**Required work:** Would you transcribe the line containing "If you could put a point on the white" and every line after it, through the end of the records below, exactly and with nothing else?
╭─ Records for processing
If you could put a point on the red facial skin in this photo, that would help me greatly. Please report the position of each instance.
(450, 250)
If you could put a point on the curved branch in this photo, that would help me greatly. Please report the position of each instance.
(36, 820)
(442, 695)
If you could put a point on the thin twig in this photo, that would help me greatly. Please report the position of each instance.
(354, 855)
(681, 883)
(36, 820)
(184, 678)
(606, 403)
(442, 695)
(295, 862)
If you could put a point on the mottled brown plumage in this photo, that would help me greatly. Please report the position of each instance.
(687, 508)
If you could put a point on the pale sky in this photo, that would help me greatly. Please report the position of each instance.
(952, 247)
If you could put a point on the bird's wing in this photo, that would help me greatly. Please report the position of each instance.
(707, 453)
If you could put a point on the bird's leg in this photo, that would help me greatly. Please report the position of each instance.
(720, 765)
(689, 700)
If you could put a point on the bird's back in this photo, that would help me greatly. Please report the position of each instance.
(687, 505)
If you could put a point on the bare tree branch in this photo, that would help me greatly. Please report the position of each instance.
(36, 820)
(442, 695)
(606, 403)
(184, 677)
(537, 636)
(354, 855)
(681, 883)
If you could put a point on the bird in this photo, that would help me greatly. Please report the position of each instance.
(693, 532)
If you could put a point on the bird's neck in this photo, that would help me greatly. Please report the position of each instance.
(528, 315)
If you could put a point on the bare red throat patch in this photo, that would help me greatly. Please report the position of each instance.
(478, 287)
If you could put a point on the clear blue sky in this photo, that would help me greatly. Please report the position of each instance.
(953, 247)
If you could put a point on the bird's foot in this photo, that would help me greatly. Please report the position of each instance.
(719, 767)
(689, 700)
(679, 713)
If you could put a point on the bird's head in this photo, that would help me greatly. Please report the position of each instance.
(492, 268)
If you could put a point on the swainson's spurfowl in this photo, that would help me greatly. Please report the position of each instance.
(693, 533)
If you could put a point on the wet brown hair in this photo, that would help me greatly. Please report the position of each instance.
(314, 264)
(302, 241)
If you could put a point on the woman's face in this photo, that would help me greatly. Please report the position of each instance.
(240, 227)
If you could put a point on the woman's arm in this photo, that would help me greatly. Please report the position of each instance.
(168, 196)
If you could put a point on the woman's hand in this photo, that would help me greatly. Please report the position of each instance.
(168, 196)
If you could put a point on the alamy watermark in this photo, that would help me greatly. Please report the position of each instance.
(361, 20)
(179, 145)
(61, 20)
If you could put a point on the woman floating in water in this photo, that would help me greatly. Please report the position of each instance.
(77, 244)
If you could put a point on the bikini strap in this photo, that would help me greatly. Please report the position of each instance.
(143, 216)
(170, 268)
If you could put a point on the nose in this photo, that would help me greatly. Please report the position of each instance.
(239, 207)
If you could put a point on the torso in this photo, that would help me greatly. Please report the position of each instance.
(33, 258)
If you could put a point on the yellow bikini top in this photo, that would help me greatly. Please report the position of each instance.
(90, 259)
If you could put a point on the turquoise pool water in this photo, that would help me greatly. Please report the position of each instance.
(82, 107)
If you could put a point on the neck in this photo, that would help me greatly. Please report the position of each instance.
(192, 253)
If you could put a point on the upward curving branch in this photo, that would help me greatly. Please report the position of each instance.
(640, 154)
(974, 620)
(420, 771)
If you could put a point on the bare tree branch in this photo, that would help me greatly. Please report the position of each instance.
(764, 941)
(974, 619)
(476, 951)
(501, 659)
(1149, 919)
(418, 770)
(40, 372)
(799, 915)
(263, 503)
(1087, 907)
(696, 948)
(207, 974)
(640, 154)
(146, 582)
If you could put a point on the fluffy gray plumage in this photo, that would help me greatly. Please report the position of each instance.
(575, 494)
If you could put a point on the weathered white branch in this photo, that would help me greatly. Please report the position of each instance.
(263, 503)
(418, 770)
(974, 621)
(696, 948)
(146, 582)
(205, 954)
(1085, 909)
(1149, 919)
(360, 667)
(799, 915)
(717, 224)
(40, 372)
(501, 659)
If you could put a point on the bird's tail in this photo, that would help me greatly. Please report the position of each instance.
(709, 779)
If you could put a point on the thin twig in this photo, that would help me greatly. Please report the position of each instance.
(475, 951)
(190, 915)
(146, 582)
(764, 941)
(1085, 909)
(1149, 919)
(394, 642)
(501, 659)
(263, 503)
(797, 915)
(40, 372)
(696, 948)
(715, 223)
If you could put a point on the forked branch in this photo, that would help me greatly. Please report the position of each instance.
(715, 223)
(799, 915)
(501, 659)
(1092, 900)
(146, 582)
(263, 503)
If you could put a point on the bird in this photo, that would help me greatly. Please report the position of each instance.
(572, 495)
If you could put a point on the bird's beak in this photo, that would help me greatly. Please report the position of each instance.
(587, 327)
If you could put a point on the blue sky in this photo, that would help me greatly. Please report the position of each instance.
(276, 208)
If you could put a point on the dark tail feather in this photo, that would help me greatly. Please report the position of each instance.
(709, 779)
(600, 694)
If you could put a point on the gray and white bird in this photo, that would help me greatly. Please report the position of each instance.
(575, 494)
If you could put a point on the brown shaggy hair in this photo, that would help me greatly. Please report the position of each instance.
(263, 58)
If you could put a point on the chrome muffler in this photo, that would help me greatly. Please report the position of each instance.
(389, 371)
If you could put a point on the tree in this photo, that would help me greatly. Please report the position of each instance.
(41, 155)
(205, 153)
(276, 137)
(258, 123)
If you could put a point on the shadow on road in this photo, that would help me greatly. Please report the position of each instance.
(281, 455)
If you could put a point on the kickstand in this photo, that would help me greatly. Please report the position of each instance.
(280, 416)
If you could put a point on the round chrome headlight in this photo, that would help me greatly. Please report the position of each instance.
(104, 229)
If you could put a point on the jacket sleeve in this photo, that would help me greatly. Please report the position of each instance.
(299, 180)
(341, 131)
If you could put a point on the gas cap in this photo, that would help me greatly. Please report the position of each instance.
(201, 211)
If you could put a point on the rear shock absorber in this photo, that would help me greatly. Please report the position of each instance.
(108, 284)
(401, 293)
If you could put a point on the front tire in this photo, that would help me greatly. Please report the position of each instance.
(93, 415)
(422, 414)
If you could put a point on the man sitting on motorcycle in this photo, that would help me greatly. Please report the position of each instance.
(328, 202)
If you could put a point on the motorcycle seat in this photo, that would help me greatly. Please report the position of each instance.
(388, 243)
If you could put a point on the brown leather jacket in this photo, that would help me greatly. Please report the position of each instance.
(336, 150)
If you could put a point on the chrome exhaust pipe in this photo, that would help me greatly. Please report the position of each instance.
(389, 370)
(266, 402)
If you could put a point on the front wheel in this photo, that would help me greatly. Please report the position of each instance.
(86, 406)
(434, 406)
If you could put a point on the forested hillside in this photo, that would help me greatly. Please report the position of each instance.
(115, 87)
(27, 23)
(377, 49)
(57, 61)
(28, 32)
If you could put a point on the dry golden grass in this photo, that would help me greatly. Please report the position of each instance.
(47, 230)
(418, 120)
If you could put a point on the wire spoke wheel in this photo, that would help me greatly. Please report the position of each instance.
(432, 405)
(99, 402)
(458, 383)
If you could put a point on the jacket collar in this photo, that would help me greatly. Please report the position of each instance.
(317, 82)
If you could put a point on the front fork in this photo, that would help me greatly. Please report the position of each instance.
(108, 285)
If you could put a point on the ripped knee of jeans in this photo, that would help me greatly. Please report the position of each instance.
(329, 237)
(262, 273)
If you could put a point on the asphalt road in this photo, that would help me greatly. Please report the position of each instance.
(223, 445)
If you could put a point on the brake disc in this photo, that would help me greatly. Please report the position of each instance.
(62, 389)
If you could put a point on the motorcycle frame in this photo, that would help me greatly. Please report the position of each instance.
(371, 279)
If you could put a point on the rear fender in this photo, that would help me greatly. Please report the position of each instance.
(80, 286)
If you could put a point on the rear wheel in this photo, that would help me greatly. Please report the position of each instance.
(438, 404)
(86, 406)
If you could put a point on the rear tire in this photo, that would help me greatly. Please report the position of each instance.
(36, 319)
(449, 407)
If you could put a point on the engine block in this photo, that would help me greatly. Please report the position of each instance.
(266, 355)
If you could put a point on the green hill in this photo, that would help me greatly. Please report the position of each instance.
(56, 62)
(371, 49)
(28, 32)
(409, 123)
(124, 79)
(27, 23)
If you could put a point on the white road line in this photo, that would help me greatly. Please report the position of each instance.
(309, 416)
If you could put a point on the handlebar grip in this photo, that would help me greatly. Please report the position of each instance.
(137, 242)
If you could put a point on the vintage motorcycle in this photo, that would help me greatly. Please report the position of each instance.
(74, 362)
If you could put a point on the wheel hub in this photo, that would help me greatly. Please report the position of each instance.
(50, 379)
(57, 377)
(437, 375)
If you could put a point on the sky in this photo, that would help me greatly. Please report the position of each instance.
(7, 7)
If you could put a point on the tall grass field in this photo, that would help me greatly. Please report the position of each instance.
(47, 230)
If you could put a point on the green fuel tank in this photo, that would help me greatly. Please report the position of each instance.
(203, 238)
╰─
**Solution for this problem:**
If you could put a point on the white road line in this photo, that would help me greatly. Please report the position of each instance.
(309, 416)
If you could put a point on the handlebar grip in this photo, that would help me greatly. Please report the position of each instance.
(137, 242)
If you could put a point on the vintage motorcycle in this photo, that would help me greatly. Please report the position of each instance.
(74, 362)
If you could put a point on the wheel hub in this photo, that would help me greatly. Please report the position of each instance.
(50, 379)
(57, 377)
(437, 375)
If you could put a point on the sky in this photo, that would help me greatly. Please report the position of each instance.
(7, 7)
If you could put a point on the tall grass field in this photo, that would help me greatly. Please report the position of each instance.
(47, 230)
If you could put a point on the green fuel tank in this photo, that would help me greatly. Please report the position of each instance.
(203, 238)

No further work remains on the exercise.